• **PROBLEM REQUIREMENTS**:
Starting with the line containing "white wall and give integer pixel coordinates." and going on through the end of the material, rewrite those lines with "green jacket" swapped for "olive jacket" and everything else unchanged. Leave out the pictures.

• **PROVIDED DATA**:
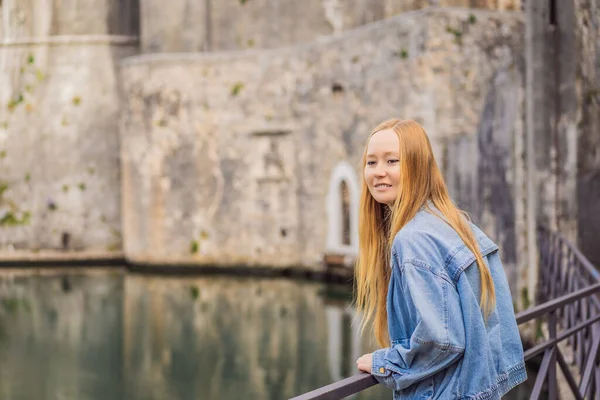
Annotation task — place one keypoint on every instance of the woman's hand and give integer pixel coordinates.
(365, 363)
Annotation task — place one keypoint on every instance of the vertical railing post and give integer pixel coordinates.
(552, 394)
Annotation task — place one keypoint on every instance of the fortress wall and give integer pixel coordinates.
(214, 25)
(227, 157)
(59, 150)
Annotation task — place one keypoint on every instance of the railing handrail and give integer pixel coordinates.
(340, 389)
(585, 263)
(552, 353)
(552, 305)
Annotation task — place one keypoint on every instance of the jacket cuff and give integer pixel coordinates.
(378, 368)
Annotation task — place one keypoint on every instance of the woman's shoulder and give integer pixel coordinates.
(429, 239)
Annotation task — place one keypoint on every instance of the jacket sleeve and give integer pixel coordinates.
(429, 306)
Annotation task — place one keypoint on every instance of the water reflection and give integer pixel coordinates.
(135, 337)
(114, 336)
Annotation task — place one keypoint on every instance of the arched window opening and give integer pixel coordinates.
(345, 197)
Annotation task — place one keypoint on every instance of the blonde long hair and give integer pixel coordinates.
(420, 181)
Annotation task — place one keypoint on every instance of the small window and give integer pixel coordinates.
(345, 197)
(552, 13)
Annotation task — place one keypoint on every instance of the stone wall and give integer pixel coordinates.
(59, 149)
(214, 25)
(587, 17)
(227, 158)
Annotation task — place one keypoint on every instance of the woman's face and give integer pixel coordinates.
(382, 168)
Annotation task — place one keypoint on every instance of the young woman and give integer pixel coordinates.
(431, 282)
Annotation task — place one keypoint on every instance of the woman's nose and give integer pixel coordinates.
(380, 171)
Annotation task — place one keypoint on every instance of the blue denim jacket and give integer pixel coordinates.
(441, 346)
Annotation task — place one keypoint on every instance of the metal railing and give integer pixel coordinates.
(568, 290)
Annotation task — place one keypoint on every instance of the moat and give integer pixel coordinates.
(109, 334)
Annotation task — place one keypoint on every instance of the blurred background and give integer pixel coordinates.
(179, 181)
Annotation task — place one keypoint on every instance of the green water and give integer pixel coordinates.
(109, 335)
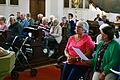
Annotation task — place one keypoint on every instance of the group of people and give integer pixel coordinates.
(106, 54)
(105, 57)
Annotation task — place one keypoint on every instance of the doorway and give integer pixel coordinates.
(36, 7)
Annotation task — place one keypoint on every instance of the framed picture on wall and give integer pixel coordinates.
(2, 1)
(14, 2)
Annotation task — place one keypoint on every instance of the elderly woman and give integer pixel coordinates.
(74, 68)
(3, 26)
(107, 56)
(54, 38)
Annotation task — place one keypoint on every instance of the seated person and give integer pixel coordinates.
(74, 68)
(54, 37)
(15, 27)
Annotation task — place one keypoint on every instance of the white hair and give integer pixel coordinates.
(84, 25)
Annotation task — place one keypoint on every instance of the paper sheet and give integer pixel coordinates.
(81, 55)
(116, 72)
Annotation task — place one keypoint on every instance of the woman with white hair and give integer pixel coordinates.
(74, 68)
(3, 26)
(15, 27)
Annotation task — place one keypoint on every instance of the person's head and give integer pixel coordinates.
(22, 16)
(12, 19)
(80, 27)
(44, 20)
(107, 33)
(40, 16)
(70, 16)
(2, 19)
(64, 19)
(55, 22)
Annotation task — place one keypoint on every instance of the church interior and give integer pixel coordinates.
(37, 35)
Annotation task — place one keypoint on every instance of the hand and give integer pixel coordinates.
(102, 76)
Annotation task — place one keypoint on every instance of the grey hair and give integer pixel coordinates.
(45, 19)
(84, 25)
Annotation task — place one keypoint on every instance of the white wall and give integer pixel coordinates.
(7, 9)
(54, 7)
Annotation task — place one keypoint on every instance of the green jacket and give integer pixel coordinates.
(111, 57)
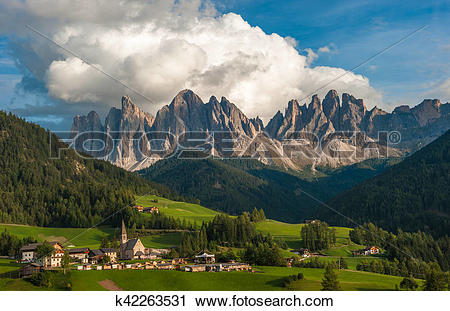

• **WORKED ANSWER**:
Annotation task — place one keypoint on every instance of the white wall and give integer pixel coordinates.
(7, 9)
(54, 7)
Annotation task — place one keypoint on every instance of the olive jacket and give integer pixel coordinates.
(111, 57)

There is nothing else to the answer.